DESCRIPTION OF THE TASK: Word for word, restate the data that follows, omitting the images.

DATA LISTING:
● ● ● ● ●

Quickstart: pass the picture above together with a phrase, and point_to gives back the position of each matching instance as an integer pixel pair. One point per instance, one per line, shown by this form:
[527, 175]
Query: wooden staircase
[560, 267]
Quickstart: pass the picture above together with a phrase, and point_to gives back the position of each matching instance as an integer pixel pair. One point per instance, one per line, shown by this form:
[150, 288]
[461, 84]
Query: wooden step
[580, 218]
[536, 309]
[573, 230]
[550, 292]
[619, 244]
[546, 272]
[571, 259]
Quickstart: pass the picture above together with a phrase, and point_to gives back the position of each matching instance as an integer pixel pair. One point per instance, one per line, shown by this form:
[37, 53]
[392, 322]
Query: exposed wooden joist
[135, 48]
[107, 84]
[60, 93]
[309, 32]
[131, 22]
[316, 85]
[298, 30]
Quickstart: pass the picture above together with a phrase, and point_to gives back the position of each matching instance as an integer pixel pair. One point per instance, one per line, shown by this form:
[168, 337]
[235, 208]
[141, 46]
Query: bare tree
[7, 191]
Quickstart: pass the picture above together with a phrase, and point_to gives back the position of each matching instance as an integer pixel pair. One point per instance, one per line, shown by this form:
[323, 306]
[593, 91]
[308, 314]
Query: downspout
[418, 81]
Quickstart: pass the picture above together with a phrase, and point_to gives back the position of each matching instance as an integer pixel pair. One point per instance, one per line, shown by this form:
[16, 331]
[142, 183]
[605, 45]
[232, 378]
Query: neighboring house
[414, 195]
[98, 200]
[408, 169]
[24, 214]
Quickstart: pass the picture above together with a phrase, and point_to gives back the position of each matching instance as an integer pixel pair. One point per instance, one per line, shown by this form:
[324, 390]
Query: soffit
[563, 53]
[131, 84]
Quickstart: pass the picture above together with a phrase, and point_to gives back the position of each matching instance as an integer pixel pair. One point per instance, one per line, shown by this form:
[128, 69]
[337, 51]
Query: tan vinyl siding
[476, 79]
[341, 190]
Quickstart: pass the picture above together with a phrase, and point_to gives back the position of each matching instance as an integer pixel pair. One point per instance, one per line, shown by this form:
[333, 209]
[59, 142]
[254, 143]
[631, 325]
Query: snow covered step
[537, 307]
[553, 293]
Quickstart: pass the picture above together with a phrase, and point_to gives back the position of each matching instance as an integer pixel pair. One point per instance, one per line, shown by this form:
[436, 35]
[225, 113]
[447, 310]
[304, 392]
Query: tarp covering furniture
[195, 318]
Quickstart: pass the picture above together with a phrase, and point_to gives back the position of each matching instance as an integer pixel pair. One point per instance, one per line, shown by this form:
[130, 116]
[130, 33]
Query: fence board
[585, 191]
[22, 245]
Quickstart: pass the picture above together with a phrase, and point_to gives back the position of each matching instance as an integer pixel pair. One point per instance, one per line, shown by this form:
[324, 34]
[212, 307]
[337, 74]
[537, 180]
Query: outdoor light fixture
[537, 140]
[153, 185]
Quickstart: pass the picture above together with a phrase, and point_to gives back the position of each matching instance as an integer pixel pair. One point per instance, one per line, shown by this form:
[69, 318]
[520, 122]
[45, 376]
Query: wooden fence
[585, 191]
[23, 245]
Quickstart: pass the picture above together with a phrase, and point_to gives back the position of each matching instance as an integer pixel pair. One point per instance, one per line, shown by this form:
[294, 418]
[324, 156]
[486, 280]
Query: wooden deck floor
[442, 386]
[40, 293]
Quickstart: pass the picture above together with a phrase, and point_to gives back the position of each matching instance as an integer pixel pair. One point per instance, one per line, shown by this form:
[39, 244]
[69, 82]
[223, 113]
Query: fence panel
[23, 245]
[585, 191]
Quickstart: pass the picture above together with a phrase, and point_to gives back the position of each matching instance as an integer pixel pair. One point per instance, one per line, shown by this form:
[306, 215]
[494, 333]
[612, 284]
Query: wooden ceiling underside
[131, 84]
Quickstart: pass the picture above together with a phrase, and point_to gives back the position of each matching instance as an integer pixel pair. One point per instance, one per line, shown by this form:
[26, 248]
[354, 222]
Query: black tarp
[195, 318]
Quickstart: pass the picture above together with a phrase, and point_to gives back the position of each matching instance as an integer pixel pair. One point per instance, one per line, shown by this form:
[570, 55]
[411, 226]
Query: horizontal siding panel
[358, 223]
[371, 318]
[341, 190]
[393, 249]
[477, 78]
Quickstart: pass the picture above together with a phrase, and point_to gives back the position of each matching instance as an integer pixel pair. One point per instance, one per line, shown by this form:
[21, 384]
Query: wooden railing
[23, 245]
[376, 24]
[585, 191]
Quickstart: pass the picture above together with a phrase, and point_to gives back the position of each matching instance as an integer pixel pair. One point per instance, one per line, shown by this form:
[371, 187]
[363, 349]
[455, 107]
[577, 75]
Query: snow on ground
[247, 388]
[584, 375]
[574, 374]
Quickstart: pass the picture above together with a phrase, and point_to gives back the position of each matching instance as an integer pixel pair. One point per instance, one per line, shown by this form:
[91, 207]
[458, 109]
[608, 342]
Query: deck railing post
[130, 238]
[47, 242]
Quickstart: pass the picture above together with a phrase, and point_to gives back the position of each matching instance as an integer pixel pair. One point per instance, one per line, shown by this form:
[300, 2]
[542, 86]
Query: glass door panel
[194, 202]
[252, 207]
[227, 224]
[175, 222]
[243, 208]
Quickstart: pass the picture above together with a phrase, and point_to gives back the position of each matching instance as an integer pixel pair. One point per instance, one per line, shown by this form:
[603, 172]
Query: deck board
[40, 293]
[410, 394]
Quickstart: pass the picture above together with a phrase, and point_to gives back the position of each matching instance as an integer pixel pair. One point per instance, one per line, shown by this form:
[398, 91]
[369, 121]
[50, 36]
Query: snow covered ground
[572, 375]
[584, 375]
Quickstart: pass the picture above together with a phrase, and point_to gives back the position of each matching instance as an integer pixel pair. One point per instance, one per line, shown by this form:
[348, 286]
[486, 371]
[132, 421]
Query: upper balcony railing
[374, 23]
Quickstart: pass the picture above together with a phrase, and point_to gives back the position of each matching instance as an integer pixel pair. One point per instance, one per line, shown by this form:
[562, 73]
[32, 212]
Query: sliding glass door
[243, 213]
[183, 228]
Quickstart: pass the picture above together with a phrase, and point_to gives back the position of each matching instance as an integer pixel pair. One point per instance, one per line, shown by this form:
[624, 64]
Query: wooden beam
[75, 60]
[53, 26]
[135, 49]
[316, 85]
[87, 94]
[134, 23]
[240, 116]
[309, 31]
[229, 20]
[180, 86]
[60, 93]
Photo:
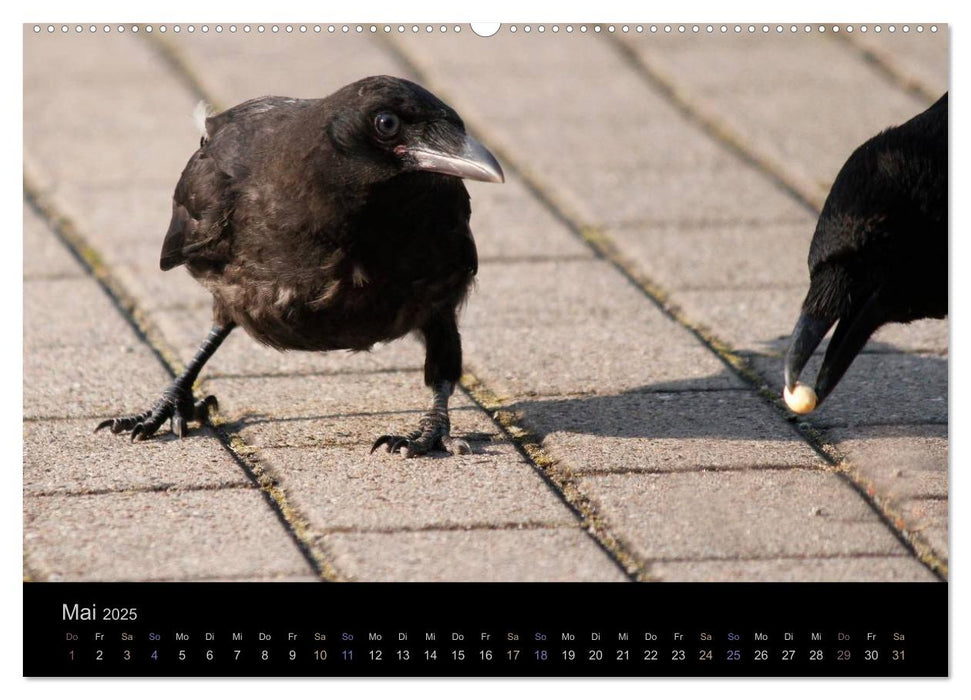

● ● ● ● ●

EXERCISE ANSWER:
Quickstart: pass the picture above together with a phrase, and point_to gives back the position of each matching instance as an integer pixel pair. One point per instance, one per line, shown by this form:
[527, 175]
Query: wooden staircase
[560, 267]
Quickstart: pass the picture above together with a phrase, and point_to gives back the position of each matching instance as an integer pixel pair. One point per instance, one per line, shown by this form:
[150, 288]
[461, 84]
Query: wooden step
[580, 218]
[536, 309]
[573, 230]
[550, 292]
[619, 244]
[546, 272]
[571, 259]
Quickstart: pass the picture above together with a phrase, and point_to gives back the position of each matching instance as an integer pixel pair. One point per instance, one per line, shown by this form:
[37, 53]
[392, 322]
Query: exposed wooden joist
[135, 48]
[107, 84]
[60, 93]
[309, 32]
[131, 22]
[316, 85]
[298, 30]
Quickstart: pass the picture above together with a phrase, and point_to gives back the position of each matching instance as an integer pixel pair. One point per instance, one per line, shown by this form:
[168, 337]
[235, 208]
[141, 46]
Query: bare tree
[7, 191]
Quickstart: pass the picture above together with a phrase, and point_to gives back the position of each matching instance as an integer pixel pair. One point per instance, one per line, shown by this form:
[323, 306]
[593, 91]
[308, 314]
Query: downspout
[418, 81]
Quickstart: pass the picture above together with a phrase, and point_to gives back the position of each matching instance as an integer pixel pair. One point per instance, one per line, shown by this form:
[16, 331]
[142, 183]
[605, 45]
[232, 378]
Query: neighboring house
[414, 195]
[98, 200]
[408, 169]
[24, 214]
Quickstart: pass the picture above together with a phrase, and point_to gives back the position of each matching instance as an integer pixel pair. One point per instance, one per line, shown by this form:
[324, 390]
Query: soffit
[563, 53]
[131, 84]
Quickstart: pass the picture above together with a phrase, and point_to gives back the position of each matching instance as an integer pixel pair. One point per instance, one per line, shown by this form:
[128, 69]
[337, 51]
Query: tan vinyl siding
[476, 79]
[341, 190]
Quickstart: pass the picture above together with a phrase, and point_to gives back the position of each matching instance as an integer pixel pair. One point per instance, one per line, shown by this form:
[333, 209]
[59, 142]
[254, 143]
[631, 325]
Query: snow covered step
[537, 307]
[553, 293]
Quickstart: pass the picture above together with a phrase, and point_to gives back the position of each matching instance as an integer pixel pair. One point per instance, one per line, shown by this form:
[436, 35]
[225, 113]
[447, 310]
[304, 392]
Query: tarp covering furniture
[195, 318]
Quickstart: pass the picture above together with a phrase, and point_to gives back the position of each matching instance as an integer pixel pair. One point per instance, one per line, shown by this form:
[130, 116]
[130, 33]
Query: fence board
[585, 191]
[22, 245]
Quickstart: pass the picture above together with a phrase, and point_to gives back the position of each matching instance as an integer pixel pair. One point per instance, one per line, shown by this form:
[324, 34]
[212, 307]
[337, 74]
[537, 180]
Query: outdoor light fixture
[537, 140]
[153, 185]
Quickstart: pass the picture above together with a phrase, and point_to gives back the position of each matching instance as an integer pixel pair. One point per instance, one per line, shown by this form:
[69, 318]
[520, 122]
[45, 376]
Query: wooden fence
[585, 191]
[23, 245]
Quickstart: pass the picture above together with a phrase, and point_to gives back the position of each matching instance as an integer pixel pair. One point per instance, one per line, shown by this form:
[294, 418]
[324, 156]
[486, 280]
Query: wooden deck floor
[442, 386]
[40, 293]
Quickstart: pass the picture above together with a phrase, and point_to gives back the position of each matching instance as an integer pixel pair. One point per instance, one per line, shown by this form:
[39, 244]
[69, 82]
[223, 113]
Query: fence panel
[23, 245]
[585, 191]
Quickstart: pass the picture above together with a phrase, and point_to gives back the position of each matching instance as an integer pixel pair. One point per instance, one per line, shown by this form:
[306, 215]
[494, 333]
[612, 284]
Query: wooden ceiling underside
[131, 84]
Quickstart: pass the picture above together with a phrase, and point_to gives back the position of each matching instance as an integer pixel pair. One point per instance, one per line, shown by this form:
[26, 248]
[354, 222]
Query: black tarp
[195, 318]
Quickstart: pass the picture above together with a phrase, and point_to gives back the position of each matching instance as an integer pixel pair. One point per instance, one per line, shown by this form:
[570, 55]
[411, 226]
Query: horizontal siding panel
[358, 223]
[371, 318]
[341, 190]
[393, 249]
[477, 78]
Quickstart: pass the picture above together with a phrase, and point_to gives back the position of each matching instance as an integer pixel pair. One point per instance, one per line, shown by this form:
[21, 384]
Query: wooden railing
[23, 245]
[376, 24]
[585, 191]
Quickstart: pass the picture above together with a phrase, and point_to gives back the position of each matching instance as an integer pixel pair. One point per instance, one per line, shown by this form:
[371, 187]
[363, 349]
[455, 107]
[577, 75]
Query: snow on ground
[247, 388]
[584, 375]
[574, 374]
Quickstart: pass the picture above together with a phrase, and point_to gives back the position of each matching instance as an integer pixel pair. One point per instance, one per line, shown by this form:
[91, 207]
[458, 109]
[608, 342]
Query: deck railing post
[130, 238]
[47, 242]
Quickstart: pass the picture above together with a phrase, and point_to gives back the position of each matching instance as an integer pixel pair. One point per instance, one per line, shown by this form:
[300, 2]
[542, 86]
Query: glass door panel
[194, 202]
[252, 207]
[227, 224]
[175, 222]
[243, 208]
Quickstart: pass the picture above together with a phrase, and point_to gives back the position of each matching instance as an integer pixel pair. One point per instance, one per line, shown by this form:
[603, 172]
Query: deck board
[40, 293]
[410, 394]
Quickstart: pass the picture above together with a phrase, and point_to gives back the position of each matching instance as an integer pixel pair. One point per instance, one per line, shown by this form:
[398, 91]
[369, 121]
[50, 36]
Query: snow covered ground
[572, 375]
[584, 375]
Quickstart: pass the picture above together with a phrase, and point_to gives back the position of each matching instance as an integer pixel pair. One point per instance, one per line, shown by this form:
[348, 286]
[486, 371]
[132, 421]
Query: upper balcony railing
[374, 23]
Quickstart: pass the picture above together with a phrase, and point_to gives back the position of each matching instance as an integer pixel pair. One point per instance, one per line, shown by this form:
[562, 73]
[32, 212]
Query: sliding glass door
[243, 213]
[183, 228]
Quickstart: pass the picture above together with a phrase, and point_to gives back the position of each matching instance as an integer pixel pair. One point per instance, one per line, shown by this form:
[624, 64]
Query: wooden beam
[75, 60]
[53, 26]
[135, 49]
[316, 85]
[87, 94]
[134, 23]
[240, 116]
[309, 31]
[229, 20]
[180, 86]
[60, 93]
Photo:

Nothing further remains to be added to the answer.